--- Reading passage ---

[AMDGPU] Support bfloat comparison for ballot intrinsic #165495

changpeng · 2025-10-29T00:19:46Z

We do not have native instructions for direct bfloat comparisons.
However, we can expand bfloat to float, and do float comparison instead.

TODO: handle bfloat comparison for ballot intrinsic on global isel path.

Fixes: SWDEV-563403

We do not have native instructions for direct bfloat comparisons. However, we can expand bfloat to float, and do float coparison instead. TODO: handle bfloat comparison for ballot intrinsic on global isel path. Fixes: SWDEV-563403

llvmbot · 2025-10-29T00:20:17Z

@llvm/pr-subscribers-backend-amdgpu

Author: Changpeng Fang (changpeng)

---

### Set problem
Return, word for word, the stretch of the thread on bfloat comparison from "[AMDGPU] Support bfloat" through "float comparison instead.".

--- Supplied information ---

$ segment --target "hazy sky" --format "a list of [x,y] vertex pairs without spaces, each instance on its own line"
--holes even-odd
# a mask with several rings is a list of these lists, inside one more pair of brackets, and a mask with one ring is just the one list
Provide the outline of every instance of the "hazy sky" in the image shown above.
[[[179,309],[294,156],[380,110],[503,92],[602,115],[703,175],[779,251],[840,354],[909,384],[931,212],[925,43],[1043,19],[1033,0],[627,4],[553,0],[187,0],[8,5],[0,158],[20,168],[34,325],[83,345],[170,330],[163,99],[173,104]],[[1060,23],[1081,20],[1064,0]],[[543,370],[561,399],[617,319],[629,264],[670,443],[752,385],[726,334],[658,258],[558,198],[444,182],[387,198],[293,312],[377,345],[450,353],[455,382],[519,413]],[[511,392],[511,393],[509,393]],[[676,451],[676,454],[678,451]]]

---

### Written response
[AMDGPU] Support bfloat comparison for ballot intrinsic #165495

changpeng · 2025-10-29T00:19:46Z

We do not have native instructions for direct bfloat comparisons.
However, we can expand bfloat to float, and do float comparison instead.